• [Exercise materials]:
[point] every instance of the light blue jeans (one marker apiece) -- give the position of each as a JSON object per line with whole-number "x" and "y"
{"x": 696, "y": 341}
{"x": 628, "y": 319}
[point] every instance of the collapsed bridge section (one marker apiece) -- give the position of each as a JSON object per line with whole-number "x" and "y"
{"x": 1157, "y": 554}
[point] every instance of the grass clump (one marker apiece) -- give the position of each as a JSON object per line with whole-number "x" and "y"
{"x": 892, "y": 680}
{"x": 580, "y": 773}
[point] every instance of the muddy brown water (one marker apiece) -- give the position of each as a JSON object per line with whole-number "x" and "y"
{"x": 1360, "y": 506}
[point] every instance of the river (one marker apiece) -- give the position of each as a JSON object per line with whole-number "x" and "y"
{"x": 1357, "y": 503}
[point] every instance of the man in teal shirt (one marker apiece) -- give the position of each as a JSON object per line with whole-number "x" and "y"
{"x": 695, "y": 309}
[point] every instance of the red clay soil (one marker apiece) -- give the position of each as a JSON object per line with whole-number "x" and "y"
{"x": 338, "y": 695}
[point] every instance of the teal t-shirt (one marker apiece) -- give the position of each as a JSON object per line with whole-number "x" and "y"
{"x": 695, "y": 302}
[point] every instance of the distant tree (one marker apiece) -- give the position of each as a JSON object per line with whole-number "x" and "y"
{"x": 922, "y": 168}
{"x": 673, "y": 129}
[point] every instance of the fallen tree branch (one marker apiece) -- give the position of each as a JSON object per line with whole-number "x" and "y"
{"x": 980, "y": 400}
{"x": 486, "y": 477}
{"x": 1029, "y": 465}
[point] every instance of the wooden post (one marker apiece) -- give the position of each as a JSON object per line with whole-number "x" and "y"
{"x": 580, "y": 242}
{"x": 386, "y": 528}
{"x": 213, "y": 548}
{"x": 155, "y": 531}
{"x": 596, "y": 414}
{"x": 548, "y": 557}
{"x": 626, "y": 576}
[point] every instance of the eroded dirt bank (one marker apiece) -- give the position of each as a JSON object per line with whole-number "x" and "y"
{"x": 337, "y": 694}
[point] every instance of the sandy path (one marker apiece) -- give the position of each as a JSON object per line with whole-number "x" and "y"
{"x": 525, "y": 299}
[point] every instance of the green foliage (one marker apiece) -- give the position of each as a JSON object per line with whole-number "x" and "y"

• [Exercise objective]: Nothing in the records should differ from the original when you retype them.

• [Task response]:
[point] every instance of the light blue jeans (one marker apiece) -- give the position of each as a JSON object per line with whole-number "x" and "y"
{"x": 696, "y": 341}
{"x": 628, "y": 319}
[point] every instance of the collapsed bridge section (one marker apiece) -- give the position of each as a JSON object per line with whole-number "x" and "y"
{"x": 1157, "y": 554}
[point] every instance of the grass clump (one marker apiece) -- give the position of each as a JSON object per line with whole-number "x" and "y"
{"x": 892, "y": 680}
{"x": 580, "y": 773}
[point] every instance of the muddy brown water (one marker apiece) -- give the position of each as a JSON object per line with whole-number "x" and "y"
{"x": 1360, "y": 506}
[point] every instance of the river (one marker apiece) -- give the position of each as a JSON object per line with whole-number "x" and "y"
{"x": 1357, "y": 503}
[point] every instance of the man in teal shirt (one marker apiece) -- give the position of each as a JSON object per line with whole-number "x" and "y"
{"x": 695, "y": 309}
[point] every instance of the red clay soil (one marker apiece) -- give the position of each as a JSON object per line with whole-number "x" and "y"
{"x": 338, "y": 695}
[point] every instance of the teal t-shirt (one marker apiece) -- give the position of each as a JSON object per line with whole-number "x" and "y"
{"x": 695, "y": 302}
[point] every instance of the distant tree (one marker apiece) -- give the position of each as a JSON object per line with whole-number "x" and "y"
{"x": 922, "y": 168}
{"x": 673, "y": 129}
[point] every instance of the fallen tree branch (one marker apiece) -- give the position of each as a JSON object per line with whole-number "x" and "y"
{"x": 980, "y": 400}
{"x": 486, "y": 477}
{"x": 1029, "y": 465}
[point] every instance of the wooden post (one marker apiece) -- give the position of each as a JSON object per line with whole-number "x" and "y"
{"x": 580, "y": 242}
{"x": 386, "y": 528}
{"x": 213, "y": 548}
{"x": 155, "y": 531}
{"x": 596, "y": 414}
{"x": 548, "y": 557}
{"x": 626, "y": 576}
[point] every instance of the eroded dirt bank (one marker apiece) -- give the position of each as a JSON object per line with whole-number "x" and "y"
{"x": 337, "y": 694}
[point] every instance of the sandy path (one marker apiece) -- give the position of each as a JSON object per line with whole-number "x" and "y"
{"x": 525, "y": 299}
[point] every instance of the green foliage (one marker apiece) -- give the position of each as a JSON object per line with whole-number "x" and "y"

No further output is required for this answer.